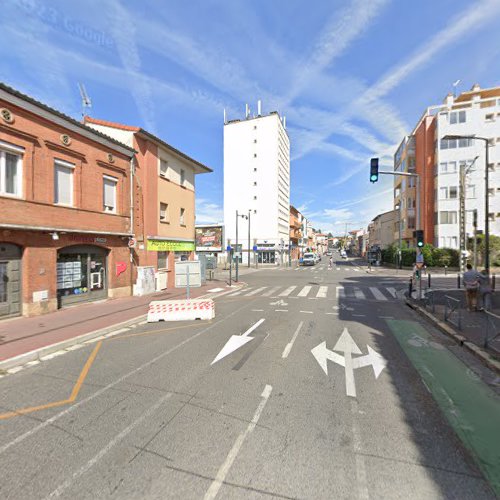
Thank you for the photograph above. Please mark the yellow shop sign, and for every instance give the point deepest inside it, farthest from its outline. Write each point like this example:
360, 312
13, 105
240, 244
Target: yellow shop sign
170, 246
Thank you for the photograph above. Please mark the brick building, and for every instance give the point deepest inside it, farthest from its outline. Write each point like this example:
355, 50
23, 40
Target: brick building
164, 204
65, 217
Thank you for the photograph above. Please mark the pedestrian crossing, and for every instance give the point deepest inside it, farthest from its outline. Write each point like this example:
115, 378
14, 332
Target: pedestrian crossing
381, 293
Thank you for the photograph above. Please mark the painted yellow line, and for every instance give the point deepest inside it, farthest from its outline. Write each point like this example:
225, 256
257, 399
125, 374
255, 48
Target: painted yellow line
71, 399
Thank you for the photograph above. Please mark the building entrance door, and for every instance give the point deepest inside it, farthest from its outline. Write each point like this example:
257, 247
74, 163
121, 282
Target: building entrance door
10, 280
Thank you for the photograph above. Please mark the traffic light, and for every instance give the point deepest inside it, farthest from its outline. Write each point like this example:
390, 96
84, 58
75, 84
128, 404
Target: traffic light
419, 235
374, 170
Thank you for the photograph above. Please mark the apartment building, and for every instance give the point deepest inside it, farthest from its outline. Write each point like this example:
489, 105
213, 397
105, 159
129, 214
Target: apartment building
257, 186
164, 204
448, 166
65, 218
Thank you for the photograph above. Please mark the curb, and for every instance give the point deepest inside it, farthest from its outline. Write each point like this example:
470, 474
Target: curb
477, 351
41, 352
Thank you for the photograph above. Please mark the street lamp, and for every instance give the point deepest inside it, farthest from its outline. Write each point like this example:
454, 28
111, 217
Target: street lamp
486, 195
237, 247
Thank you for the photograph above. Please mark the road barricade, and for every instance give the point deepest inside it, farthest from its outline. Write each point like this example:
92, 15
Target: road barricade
181, 310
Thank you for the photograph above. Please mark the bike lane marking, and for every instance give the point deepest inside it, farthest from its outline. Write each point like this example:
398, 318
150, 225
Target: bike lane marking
470, 406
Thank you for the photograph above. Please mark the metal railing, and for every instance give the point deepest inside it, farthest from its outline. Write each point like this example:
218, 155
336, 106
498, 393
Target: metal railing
492, 325
451, 308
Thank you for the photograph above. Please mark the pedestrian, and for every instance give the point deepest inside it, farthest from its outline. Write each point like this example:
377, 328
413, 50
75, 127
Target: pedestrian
485, 290
471, 282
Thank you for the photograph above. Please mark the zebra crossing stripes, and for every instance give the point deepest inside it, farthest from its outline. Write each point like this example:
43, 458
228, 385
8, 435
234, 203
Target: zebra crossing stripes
377, 293
287, 291
253, 292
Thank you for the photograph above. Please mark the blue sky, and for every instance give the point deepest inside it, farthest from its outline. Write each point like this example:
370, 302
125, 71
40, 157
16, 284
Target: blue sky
351, 76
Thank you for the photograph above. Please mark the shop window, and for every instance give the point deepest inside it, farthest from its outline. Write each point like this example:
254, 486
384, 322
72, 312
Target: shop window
63, 182
10, 172
109, 193
164, 212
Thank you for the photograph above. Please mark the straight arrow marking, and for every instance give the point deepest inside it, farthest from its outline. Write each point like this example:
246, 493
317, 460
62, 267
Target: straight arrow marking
236, 341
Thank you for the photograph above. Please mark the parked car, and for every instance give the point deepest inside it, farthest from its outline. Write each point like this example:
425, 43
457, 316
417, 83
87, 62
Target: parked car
309, 259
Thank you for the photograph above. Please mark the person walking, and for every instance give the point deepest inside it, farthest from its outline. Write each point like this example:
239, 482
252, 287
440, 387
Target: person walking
471, 282
485, 290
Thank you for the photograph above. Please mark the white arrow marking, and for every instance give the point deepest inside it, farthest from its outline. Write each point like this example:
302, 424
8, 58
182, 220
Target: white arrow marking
236, 341
322, 355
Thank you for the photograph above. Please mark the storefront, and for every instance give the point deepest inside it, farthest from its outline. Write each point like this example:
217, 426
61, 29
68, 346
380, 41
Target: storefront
81, 274
10, 280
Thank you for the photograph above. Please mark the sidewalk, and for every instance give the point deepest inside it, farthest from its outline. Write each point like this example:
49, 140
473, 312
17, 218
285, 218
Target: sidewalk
21, 336
467, 328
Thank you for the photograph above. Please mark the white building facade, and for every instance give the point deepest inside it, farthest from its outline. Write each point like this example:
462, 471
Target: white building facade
474, 113
257, 187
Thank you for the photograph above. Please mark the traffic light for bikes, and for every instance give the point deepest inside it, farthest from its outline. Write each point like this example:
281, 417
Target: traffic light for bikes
374, 170
419, 235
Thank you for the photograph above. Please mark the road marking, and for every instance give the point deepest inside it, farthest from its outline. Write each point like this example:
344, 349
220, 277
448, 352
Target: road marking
305, 291
224, 469
119, 437
257, 290
377, 293
289, 346
271, 291
72, 397
106, 388
287, 291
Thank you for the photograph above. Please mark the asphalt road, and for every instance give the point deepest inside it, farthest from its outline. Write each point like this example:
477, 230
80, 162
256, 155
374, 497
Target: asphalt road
147, 413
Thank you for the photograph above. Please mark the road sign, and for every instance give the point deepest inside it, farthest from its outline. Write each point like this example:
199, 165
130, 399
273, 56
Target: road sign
347, 345
236, 341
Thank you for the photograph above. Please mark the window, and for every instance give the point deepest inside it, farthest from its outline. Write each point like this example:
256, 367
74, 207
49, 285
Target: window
447, 217
457, 117
164, 212
163, 168
162, 260
109, 193
63, 183
11, 172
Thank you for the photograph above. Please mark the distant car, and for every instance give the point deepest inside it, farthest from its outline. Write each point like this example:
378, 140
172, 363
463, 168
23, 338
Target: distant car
309, 259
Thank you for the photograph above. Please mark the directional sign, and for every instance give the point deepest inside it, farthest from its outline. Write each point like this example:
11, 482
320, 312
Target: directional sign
236, 341
347, 345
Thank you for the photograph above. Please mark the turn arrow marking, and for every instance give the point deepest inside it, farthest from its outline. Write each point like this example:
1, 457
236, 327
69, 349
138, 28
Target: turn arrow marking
236, 341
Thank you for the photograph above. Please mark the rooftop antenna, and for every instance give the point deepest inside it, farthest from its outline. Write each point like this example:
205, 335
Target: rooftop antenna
86, 102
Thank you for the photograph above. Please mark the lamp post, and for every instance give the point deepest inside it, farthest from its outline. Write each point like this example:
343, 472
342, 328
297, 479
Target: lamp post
486, 195
237, 246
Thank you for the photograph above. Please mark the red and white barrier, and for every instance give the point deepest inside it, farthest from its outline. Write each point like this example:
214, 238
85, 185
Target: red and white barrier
181, 310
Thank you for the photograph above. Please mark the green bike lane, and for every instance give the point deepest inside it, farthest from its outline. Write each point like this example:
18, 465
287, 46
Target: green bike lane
470, 406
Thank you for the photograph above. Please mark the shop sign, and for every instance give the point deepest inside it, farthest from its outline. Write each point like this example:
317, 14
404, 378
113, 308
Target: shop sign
170, 246
208, 239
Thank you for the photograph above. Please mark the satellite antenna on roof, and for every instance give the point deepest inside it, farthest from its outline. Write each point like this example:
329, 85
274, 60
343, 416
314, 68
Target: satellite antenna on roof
86, 102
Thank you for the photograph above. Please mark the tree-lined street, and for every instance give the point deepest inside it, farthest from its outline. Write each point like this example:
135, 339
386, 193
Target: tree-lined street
329, 387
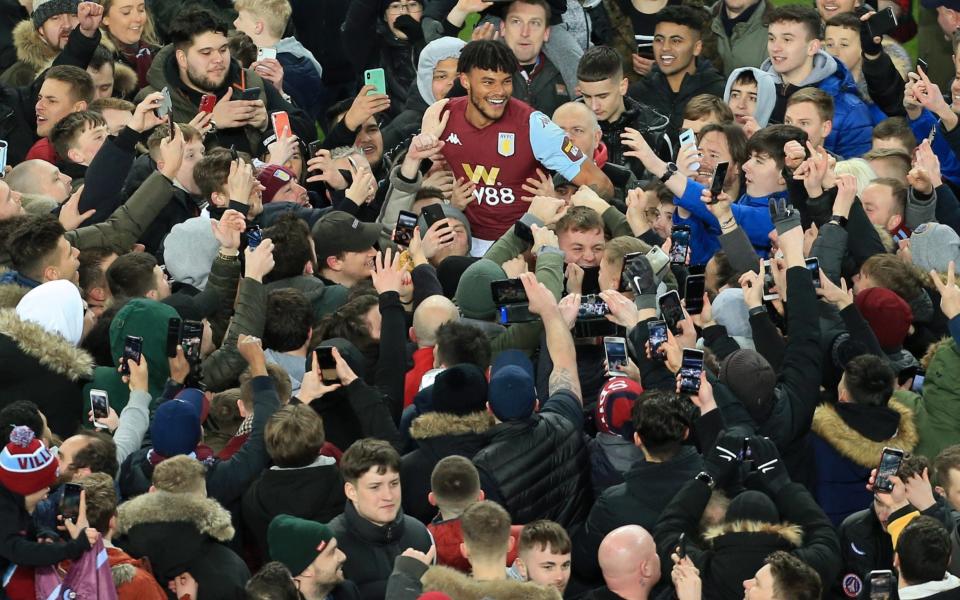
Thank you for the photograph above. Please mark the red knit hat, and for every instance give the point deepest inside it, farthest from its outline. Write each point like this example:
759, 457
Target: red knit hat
888, 314
26, 465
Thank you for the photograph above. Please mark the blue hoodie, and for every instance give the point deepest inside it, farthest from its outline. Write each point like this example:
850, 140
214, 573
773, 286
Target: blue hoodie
852, 121
751, 213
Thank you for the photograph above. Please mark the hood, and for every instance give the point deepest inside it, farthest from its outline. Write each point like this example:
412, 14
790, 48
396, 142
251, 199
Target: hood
433, 53
52, 350
205, 514
766, 93
31, 49
462, 587
865, 452
293, 46
433, 424
57, 307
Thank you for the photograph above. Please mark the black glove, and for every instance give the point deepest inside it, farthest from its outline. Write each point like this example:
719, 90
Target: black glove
723, 460
768, 466
784, 216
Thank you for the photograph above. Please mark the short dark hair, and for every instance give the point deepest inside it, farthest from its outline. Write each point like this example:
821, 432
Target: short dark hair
659, 418
80, 82
599, 64
131, 275
771, 139
793, 578
688, 16
32, 242
796, 13
291, 247
459, 343
289, 320
366, 454
924, 550
192, 22
487, 55
870, 380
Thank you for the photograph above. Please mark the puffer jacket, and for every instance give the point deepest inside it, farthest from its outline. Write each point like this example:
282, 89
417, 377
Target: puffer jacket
539, 468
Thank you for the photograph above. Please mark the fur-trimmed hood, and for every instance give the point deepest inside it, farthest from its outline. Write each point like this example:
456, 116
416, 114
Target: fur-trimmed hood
164, 507
434, 424
828, 424
458, 585
793, 534
51, 350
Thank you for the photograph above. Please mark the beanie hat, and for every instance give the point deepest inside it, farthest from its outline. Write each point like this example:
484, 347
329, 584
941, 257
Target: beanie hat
272, 178
473, 292
189, 250
175, 428
295, 542
44, 9
26, 465
615, 405
460, 390
512, 393
752, 380
752, 505
888, 314
933, 246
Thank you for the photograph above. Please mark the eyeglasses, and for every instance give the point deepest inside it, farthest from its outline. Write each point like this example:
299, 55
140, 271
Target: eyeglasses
412, 8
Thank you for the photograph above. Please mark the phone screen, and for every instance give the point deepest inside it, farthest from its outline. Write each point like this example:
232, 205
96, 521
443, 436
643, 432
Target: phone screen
693, 293
679, 244
690, 370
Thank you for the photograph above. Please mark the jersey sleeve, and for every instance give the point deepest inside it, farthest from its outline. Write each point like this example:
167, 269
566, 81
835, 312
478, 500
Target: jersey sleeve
552, 148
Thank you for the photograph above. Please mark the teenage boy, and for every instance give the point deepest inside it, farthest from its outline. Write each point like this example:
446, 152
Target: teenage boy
797, 61
678, 76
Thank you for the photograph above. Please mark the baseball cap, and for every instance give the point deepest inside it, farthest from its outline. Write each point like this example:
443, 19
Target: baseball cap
338, 232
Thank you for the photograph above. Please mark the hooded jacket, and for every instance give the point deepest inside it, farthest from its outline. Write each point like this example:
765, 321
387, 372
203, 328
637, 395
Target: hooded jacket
848, 441
852, 123
183, 532
438, 435
766, 92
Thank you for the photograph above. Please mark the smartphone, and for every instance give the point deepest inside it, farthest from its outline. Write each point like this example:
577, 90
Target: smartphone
432, 213
881, 585
679, 244
689, 137
658, 337
173, 336
265, 53
813, 265
691, 367
281, 123
882, 23
100, 405
192, 337
132, 346
70, 501
377, 79
615, 349
328, 365
671, 311
254, 236
207, 103
889, 465
719, 176
508, 291
693, 293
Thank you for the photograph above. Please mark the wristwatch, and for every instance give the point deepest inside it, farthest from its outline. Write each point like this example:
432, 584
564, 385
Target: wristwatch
671, 169
706, 478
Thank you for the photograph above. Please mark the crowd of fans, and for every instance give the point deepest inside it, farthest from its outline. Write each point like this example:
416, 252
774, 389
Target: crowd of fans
320, 300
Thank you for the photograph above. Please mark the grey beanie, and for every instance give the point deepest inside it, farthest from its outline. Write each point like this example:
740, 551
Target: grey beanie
933, 246
44, 9
189, 250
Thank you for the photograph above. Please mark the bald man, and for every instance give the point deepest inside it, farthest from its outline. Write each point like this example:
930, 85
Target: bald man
630, 565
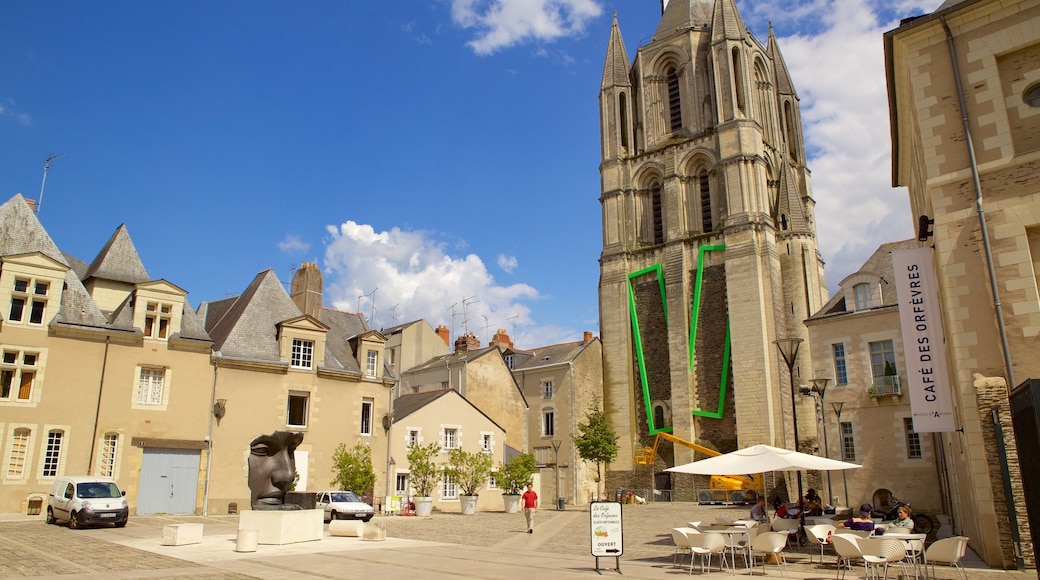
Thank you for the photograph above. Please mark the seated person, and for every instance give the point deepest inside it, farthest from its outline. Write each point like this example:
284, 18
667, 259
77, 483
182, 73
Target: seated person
862, 523
758, 512
903, 519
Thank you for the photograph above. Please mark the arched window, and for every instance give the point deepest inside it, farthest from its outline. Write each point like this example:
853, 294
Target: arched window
658, 217
623, 122
705, 186
737, 79
674, 105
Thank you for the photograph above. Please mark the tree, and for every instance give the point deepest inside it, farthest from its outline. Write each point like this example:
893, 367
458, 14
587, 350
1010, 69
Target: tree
514, 474
469, 470
422, 468
354, 468
597, 443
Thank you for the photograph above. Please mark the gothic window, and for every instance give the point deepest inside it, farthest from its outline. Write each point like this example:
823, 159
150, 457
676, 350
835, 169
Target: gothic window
658, 218
705, 187
674, 106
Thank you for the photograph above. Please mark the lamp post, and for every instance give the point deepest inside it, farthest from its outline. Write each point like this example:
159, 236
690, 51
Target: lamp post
837, 411
816, 392
555, 467
788, 349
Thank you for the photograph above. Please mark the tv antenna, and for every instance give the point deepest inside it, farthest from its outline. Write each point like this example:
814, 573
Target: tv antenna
47, 165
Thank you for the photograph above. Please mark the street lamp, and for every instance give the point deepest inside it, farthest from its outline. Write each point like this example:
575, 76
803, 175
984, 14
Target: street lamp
816, 392
837, 411
788, 349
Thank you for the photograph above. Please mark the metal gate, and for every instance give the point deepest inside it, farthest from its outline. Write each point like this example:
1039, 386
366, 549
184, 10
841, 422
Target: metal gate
169, 481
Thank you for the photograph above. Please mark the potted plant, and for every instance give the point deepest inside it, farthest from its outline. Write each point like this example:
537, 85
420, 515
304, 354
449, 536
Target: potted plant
470, 471
513, 476
423, 473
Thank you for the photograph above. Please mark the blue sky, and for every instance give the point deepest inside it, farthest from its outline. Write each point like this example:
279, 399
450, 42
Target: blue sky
424, 154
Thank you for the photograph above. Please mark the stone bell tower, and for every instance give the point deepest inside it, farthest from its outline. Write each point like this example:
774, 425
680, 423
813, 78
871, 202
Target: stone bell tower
709, 237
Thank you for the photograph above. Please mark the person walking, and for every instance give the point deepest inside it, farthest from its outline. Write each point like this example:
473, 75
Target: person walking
529, 502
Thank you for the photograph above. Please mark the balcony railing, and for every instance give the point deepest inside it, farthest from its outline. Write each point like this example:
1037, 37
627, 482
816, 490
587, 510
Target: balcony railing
884, 386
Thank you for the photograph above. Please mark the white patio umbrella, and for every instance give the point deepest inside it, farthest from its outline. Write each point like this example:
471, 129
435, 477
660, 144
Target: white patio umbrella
760, 458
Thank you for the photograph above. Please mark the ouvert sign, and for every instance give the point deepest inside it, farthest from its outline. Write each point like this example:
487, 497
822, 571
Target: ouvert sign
924, 343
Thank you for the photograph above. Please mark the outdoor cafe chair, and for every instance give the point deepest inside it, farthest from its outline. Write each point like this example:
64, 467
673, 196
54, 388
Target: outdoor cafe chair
769, 544
947, 551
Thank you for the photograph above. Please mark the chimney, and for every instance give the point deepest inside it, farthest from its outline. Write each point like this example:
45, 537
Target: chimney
467, 342
308, 288
501, 340
442, 332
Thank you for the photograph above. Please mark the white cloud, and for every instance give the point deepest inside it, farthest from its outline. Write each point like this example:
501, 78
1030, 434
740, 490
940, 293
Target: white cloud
508, 263
413, 277
293, 245
504, 23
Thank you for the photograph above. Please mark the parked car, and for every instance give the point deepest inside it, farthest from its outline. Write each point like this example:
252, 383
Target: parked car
343, 505
83, 500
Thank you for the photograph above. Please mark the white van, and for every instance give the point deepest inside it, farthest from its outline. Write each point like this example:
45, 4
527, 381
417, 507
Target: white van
85, 499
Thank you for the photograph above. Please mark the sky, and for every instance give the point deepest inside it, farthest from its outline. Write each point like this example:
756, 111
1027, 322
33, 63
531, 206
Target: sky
437, 159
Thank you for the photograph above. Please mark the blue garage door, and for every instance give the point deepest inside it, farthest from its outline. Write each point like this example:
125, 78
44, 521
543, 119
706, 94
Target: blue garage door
169, 481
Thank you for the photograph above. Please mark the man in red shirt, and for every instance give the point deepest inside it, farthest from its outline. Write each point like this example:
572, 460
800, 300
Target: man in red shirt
529, 502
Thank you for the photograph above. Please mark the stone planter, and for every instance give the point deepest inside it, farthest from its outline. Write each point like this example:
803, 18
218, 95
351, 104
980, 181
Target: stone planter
423, 506
468, 504
512, 503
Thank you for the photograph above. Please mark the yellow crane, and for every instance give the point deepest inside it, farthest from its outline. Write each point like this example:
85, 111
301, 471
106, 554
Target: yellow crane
722, 489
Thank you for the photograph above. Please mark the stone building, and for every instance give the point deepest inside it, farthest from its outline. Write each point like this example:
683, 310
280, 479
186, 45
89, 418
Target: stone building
709, 239
964, 101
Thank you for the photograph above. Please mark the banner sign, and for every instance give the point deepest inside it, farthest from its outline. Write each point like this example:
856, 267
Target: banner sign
924, 345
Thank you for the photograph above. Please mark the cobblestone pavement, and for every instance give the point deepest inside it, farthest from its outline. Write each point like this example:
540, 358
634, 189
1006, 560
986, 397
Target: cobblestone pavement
488, 545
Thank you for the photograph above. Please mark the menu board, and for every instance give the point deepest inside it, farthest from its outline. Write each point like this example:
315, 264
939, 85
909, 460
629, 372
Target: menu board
605, 528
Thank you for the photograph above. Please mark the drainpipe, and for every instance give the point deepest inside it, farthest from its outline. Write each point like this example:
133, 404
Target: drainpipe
1012, 516
97, 412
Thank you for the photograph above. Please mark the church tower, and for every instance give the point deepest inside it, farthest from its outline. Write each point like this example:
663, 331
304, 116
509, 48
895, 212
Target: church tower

### Task
Format the stretch from the line containing "the drainpipe, and" through the end of the listing as a Markdown table with the columns Row and Line text, giving each line a row number and leaving out blank lines.

### Complete output
| Row | Line text |
|---|---|
| 1 | Thank you for the photograph above. Please mark the drainpipe, and for every instance give the point deepest inside it, farthest from its outline. Write each point like this example: |
| 2 | 133, 404 |
| 3 | Target: drainpipe |
| 4 | 1012, 516 |
| 5 | 97, 412 |
| 6 | Thank you for the photograph above. Please mark the church tower, and for every instance give the point deepest inside it, farthest from its outline. Write each point like this example: |
| 7 | 663, 331 |
| 8 | 304, 116 |
| 9 | 509, 48 |
| 10 | 895, 212 |
| 11 | Target: church tower |